##### ARTIKEL
Mailverkehr mit Assads Vertrauter: „The most fascinating princess“
Nahost-Experte Jürgen Todenhöfer ist immer nah dran. Wie nah genau, kann man jetzt nachlesen – in einem sehr intimen Mailaustausch.
Spätestens seit Jürgen Todenhöfer im April 2015 Zugang zu den Führungskadern des „Islamischen Staates“ (IS) bekam, hat der ehemalige CDU-Politiker und Manager sich weltweit einen Ruf als Experte für den Nahen Osten erworben. Wie Todenhöfer seine journalistischen Coups vorbereitet, ist nun öffentlich geworden.
Die Webseite NOW dokumentiert Mails Todenhöfers an die damals 21-jährige Sheherazad Jaafari, ihres Zeichens Medienberaterin des syrischen Präsidenten Assad und Tochter des syrischen UN-Botschafters. Nach taz-Informationen ist dieser Mailverkehr authentisch. Syrische Aktivisten haben den Account 2012 gehackt und nun veröffentlicht. Die Mails erlauben neue Einblicke in die zum Teil intimen Bande des Regimes mit westlichen Journalisten.
Auszüge dieser Mails hat Jürgen Todenhöfer in seinem Buch „Du sollst nicht töten“ bereits veröffentlicht und dort auch eingeräumt, dass er mit Sheherazad Jaafari „flirtete“ – wie er auch mit den Vorzimmerdamen Obamas oder Putins flirten würde. Dass er die junge Frau als „princess of the Middle East“ umwarb, ließ er allerdings aus.
Am 5. Dezember 2011 – da ist der Aufstand gegen das Regime in vollem Gange – schreibt Todenhöfer an die Assad-Vertraute:
„From: Jürgen Todenhöfer
To: Sheherazad Jaafari (forwarded to Bashar al-Assad)
##########
*AUFGABE*: Führe alle Personen auf, die im Artikel über Todenhöfers Mailverkehr namentlich genannt werden. Die nachstehenden Zeilen stehen in keinem Zusammenhang mit dem Artikel.
##### ZEILEN
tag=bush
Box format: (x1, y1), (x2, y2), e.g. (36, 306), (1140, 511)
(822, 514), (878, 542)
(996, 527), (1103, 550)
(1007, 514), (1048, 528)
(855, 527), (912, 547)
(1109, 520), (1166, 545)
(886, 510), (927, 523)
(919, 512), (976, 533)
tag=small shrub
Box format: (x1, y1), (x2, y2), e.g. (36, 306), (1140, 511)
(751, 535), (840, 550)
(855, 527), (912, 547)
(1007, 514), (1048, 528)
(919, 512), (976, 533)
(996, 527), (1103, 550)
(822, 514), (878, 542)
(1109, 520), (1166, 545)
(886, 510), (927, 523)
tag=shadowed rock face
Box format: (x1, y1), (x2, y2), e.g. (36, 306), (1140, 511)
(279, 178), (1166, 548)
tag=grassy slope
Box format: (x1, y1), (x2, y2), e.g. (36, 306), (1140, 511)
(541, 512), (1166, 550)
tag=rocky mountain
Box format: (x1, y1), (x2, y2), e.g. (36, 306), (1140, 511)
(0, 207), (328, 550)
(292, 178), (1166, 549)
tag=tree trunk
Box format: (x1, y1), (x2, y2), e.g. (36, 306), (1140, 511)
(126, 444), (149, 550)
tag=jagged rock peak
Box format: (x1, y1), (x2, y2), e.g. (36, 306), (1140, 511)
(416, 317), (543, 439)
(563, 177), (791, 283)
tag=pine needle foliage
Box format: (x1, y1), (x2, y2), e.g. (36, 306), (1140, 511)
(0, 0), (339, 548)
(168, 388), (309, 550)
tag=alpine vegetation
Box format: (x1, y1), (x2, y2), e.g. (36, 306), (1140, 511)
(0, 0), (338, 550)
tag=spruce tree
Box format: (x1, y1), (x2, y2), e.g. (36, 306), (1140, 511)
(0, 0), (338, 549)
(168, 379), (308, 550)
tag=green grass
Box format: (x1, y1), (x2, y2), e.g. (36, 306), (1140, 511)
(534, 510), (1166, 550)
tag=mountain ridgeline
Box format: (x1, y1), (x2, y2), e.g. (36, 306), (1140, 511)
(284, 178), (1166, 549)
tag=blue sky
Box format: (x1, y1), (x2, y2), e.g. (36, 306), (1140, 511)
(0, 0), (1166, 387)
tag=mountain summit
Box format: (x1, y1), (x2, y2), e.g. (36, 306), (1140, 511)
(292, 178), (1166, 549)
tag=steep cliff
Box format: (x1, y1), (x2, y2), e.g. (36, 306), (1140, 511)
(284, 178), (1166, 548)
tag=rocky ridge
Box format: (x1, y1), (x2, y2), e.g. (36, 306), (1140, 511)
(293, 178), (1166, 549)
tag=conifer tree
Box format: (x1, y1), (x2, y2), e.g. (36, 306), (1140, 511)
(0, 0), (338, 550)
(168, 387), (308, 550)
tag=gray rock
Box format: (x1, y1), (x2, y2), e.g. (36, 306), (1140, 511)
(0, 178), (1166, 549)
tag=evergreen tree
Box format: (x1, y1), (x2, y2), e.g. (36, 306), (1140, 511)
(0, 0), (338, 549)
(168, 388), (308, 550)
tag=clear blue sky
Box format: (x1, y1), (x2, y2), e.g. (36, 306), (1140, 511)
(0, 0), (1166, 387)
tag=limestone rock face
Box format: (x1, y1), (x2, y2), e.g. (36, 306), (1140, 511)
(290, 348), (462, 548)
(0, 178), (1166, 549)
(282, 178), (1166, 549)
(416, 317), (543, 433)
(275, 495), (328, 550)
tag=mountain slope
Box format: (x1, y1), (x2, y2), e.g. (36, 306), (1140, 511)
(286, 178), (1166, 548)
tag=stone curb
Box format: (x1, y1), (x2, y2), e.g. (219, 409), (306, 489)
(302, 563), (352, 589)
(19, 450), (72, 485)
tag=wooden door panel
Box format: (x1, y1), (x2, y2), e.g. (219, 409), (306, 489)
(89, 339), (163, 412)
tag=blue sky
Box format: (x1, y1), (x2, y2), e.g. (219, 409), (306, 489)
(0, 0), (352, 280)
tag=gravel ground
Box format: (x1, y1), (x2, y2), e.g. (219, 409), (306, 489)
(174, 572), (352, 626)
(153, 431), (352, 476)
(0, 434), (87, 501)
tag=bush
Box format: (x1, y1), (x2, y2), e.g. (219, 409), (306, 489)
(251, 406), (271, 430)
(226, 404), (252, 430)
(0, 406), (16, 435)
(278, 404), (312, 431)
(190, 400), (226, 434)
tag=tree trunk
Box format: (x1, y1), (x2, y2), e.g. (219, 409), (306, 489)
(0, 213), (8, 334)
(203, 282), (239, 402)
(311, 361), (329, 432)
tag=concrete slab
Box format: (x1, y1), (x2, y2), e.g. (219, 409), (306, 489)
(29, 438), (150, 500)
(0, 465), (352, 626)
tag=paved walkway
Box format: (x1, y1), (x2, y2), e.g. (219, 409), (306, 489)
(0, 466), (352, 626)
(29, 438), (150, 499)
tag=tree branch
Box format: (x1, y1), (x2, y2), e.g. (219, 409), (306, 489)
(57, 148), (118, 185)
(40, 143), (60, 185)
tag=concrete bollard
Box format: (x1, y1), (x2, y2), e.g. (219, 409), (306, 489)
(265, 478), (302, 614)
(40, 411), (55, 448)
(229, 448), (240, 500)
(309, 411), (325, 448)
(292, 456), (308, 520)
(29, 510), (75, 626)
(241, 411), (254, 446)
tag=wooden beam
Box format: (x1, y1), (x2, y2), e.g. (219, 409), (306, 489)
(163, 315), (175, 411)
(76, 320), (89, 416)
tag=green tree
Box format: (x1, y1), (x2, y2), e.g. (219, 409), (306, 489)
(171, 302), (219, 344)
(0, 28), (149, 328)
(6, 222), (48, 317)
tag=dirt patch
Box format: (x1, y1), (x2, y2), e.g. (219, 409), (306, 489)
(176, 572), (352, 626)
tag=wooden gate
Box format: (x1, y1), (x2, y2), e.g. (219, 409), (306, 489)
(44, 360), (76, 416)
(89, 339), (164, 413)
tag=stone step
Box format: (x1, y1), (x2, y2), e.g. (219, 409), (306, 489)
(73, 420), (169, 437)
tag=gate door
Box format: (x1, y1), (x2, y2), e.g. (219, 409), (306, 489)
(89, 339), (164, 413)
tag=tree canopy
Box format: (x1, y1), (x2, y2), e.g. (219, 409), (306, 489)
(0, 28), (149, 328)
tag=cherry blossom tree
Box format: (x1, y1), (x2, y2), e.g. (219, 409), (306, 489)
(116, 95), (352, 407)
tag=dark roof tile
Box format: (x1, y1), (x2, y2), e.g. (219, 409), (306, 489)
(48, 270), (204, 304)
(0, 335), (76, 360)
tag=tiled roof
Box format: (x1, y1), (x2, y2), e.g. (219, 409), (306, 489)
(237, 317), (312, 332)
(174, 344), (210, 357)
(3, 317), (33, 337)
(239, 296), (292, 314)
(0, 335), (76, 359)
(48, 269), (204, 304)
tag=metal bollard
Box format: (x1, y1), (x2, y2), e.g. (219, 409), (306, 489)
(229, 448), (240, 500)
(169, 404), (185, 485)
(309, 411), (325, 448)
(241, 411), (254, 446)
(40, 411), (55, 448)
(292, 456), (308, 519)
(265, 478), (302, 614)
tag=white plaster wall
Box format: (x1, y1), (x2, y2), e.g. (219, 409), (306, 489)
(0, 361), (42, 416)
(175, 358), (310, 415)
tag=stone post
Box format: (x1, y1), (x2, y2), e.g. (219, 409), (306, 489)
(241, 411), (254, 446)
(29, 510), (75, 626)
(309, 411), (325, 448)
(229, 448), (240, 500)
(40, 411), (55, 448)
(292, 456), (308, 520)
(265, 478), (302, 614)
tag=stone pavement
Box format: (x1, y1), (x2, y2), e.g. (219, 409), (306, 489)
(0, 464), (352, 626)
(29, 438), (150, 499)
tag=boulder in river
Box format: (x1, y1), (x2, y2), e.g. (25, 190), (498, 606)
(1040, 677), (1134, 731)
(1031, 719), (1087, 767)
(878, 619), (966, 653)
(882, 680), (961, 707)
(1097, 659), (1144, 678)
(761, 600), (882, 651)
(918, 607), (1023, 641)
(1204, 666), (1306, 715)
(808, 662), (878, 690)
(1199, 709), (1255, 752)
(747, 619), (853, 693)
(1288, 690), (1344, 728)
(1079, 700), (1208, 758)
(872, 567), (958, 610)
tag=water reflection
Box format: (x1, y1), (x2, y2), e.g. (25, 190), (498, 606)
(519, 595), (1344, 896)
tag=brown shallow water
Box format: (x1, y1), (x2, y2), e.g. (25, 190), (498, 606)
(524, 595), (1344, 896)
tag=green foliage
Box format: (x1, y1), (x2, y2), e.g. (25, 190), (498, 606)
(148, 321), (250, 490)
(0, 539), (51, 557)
##########
*LÖSUNG*:
- Jürgen Todenhöfer
- Sheherazad Jaafari
- Bashar al-Assad
- Obama
- Putin